Task material
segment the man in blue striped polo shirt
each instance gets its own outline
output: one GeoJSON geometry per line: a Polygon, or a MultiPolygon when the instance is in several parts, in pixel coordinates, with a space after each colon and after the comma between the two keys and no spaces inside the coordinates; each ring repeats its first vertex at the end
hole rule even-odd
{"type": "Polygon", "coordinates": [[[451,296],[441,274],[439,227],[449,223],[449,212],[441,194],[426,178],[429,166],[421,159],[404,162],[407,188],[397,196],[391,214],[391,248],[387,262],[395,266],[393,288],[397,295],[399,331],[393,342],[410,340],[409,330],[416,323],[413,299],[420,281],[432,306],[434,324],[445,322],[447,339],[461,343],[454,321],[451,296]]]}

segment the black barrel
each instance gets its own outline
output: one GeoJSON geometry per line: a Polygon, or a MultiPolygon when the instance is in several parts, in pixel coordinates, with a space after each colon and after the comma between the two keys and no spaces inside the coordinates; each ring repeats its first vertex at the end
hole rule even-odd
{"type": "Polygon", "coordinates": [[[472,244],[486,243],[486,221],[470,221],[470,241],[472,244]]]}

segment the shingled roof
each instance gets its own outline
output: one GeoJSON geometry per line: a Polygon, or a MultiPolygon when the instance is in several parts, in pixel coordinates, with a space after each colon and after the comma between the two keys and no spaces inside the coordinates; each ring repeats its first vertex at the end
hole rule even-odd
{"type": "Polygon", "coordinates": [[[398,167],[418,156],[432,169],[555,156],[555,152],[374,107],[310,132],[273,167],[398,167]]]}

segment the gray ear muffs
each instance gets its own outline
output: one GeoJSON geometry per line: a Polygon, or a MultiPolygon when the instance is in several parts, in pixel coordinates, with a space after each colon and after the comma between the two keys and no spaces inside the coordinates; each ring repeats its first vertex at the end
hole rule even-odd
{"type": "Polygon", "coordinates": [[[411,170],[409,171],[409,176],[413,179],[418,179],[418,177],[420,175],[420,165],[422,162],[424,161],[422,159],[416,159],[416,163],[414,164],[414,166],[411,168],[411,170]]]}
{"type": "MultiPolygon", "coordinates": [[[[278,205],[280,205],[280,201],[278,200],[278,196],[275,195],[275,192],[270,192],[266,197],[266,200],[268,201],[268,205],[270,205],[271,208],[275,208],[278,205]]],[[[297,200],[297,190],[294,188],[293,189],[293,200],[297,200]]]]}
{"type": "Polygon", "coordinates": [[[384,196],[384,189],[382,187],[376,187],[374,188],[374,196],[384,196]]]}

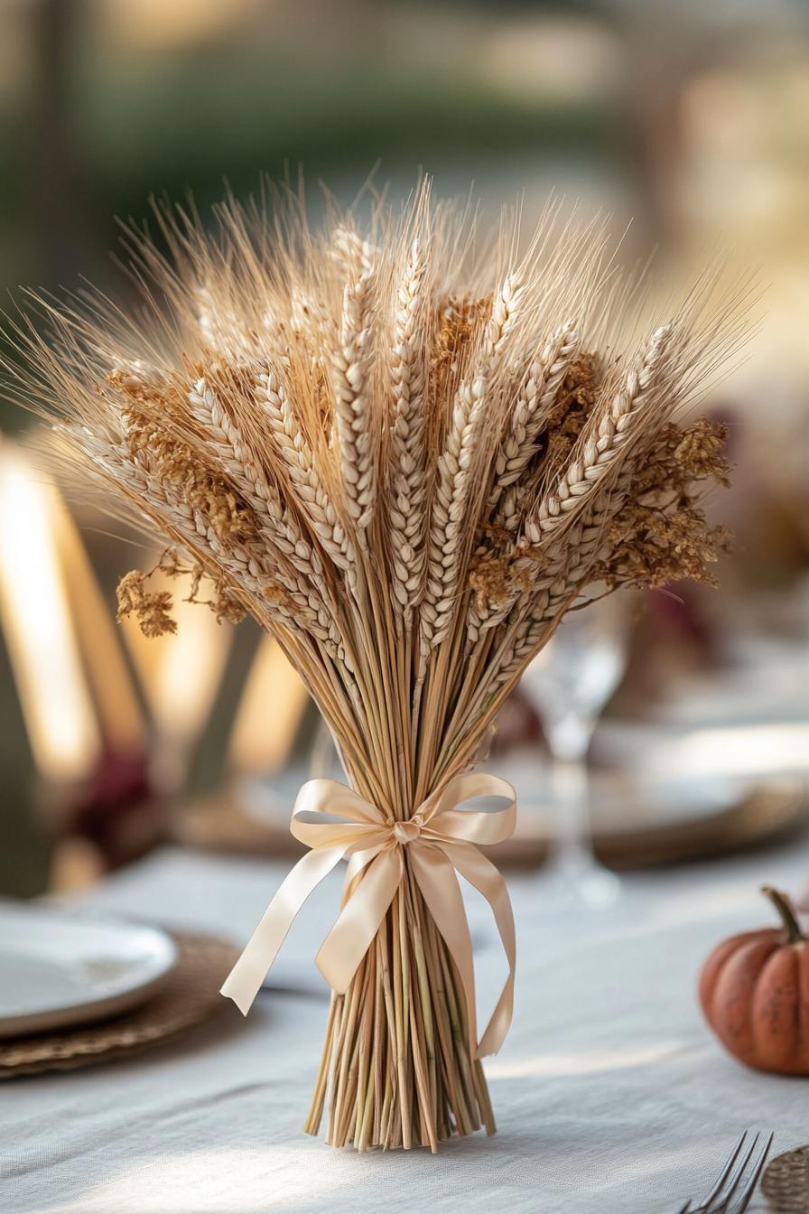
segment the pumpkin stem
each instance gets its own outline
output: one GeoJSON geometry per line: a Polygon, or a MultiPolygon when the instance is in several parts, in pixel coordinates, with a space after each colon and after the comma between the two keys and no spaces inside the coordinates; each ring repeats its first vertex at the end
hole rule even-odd
{"type": "Polygon", "coordinates": [[[784,942],[801,944],[807,937],[801,931],[801,924],[786,894],[774,890],[771,885],[762,885],[762,894],[770,900],[784,924],[784,942]]]}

Task to complete
Reproduce all the entries with each occurrence of "hole rule" changed to "fill rule" and every other character kept as is. Omit the pictures from the output.

Task answer
segment the man in blue striped polo shirt
each instance gets its own outline
output: one GeoJSON geometry per line: a Polygon, or a MultiPolygon when the instance is in several parts, in pixel coordinates, with a space after each colon and after the comma between the two keys and no spaces inside the coordinates; each ring repeats its first vertex at the end
fill rule even-odd
{"type": "Polygon", "coordinates": [[[451,296],[441,274],[439,227],[449,223],[449,212],[441,194],[426,178],[429,166],[421,159],[404,162],[407,188],[397,196],[391,214],[391,248],[387,262],[395,266],[393,288],[397,295],[399,331],[393,342],[410,340],[409,330],[416,323],[413,299],[420,281],[432,306],[434,324],[445,322],[447,339],[461,343],[454,321],[451,296]]]}

segment the black barrel
each instance gets its own outline
output: one GeoJSON geometry per line: a Polygon, or a MultiPolygon when the instance is in several parts, in pixel coordinates, with a space after each colon and after the comma between the two keys and no spaces inside the coordinates; each ring repeats its first vertex at the end
fill rule even-odd
{"type": "Polygon", "coordinates": [[[472,244],[486,243],[486,221],[470,221],[470,241],[472,244]]]}

segment the shingled roof
each instance gets its own outline
output: one GeoJSON geometry per line: a Polygon, or a MultiPolygon when the instance is in several parts, in pixel coordinates, with a space after each colon and after the comma between the two keys and no spaces inside the coordinates; each ring repeats its first vertex at the end
fill rule even-odd
{"type": "Polygon", "coordinates": [[[398,167],[418,156],[432,169],[555,156],[555,152],[374,107],[310,132],[273,167],[398,167]]]}

segment the gray ear muffs
each instance gets its own outline
output: one GeoJSON geometry per line: a Polygon, or a MultiPolygon when the instance is in several parts, in pixel coordinates, with a space after each colon and after the comma between the two keys and no spaces inside the coordinates; each ring repeats its first vertex at the end
fill rule even-odd
{"type": "Polygon", "coordinates": [[[411,170],[409,171],[409,176],[413,179],[418,179],[418,177],[420,175],[420,165],[422,162],[424,161],[422,159],[416,159],[416,163],[414,164],[414,166],[411,168],[411,170]]]}
{"type": "MultiPolygon", "coordinates": [[[[278,205],[280,205],[280,201],[278,200],[278,196],[275,195],[275,192],[270,192],[266,197],[266,200],[268,201],[268,205],[270,205],[271,208],[275,208],[278,205]]],[[[297,200],[297,190],[294,188],[293,189],[293,200],[297,200]]]]}
{"type": "Polygon", "coordinates": [[[384,196],[384,189],[382,187],[376,187],[374,188],[374,196],[384,196]]]}

segment the pumpkin stem
each instance gets its own outline
output: one GeoJSON geometry per line: a Polygon, or a MultiPolygon when the instance is in several parts, in pixel coordinates, with a space after each colon and after the comma between the two keys and no spaces inside the coordinates; each ring repeats its first vertex at the end
fill rule even-odd
{"type": "Polygon", "coordinates": [[[784,942],[801,944],[807,937],[801,931],[801,924],[786,894],[774,890],[771,885],[762,885],[762,894],[770,900],[784,924],[784,942]]]}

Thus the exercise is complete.